------ Material ------

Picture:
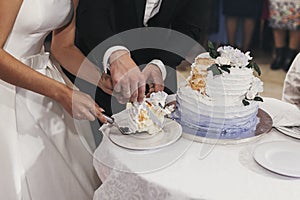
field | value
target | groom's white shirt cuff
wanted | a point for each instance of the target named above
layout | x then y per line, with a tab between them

------

Rename "target" to "object" throughout the data above, changing nothing else. Leave the pictures out of your copy.

Picture:
field | value
object | groom's white shirt cuff
wanted | a point for each instance of the object named above
layout | x then y per line, with a tab between them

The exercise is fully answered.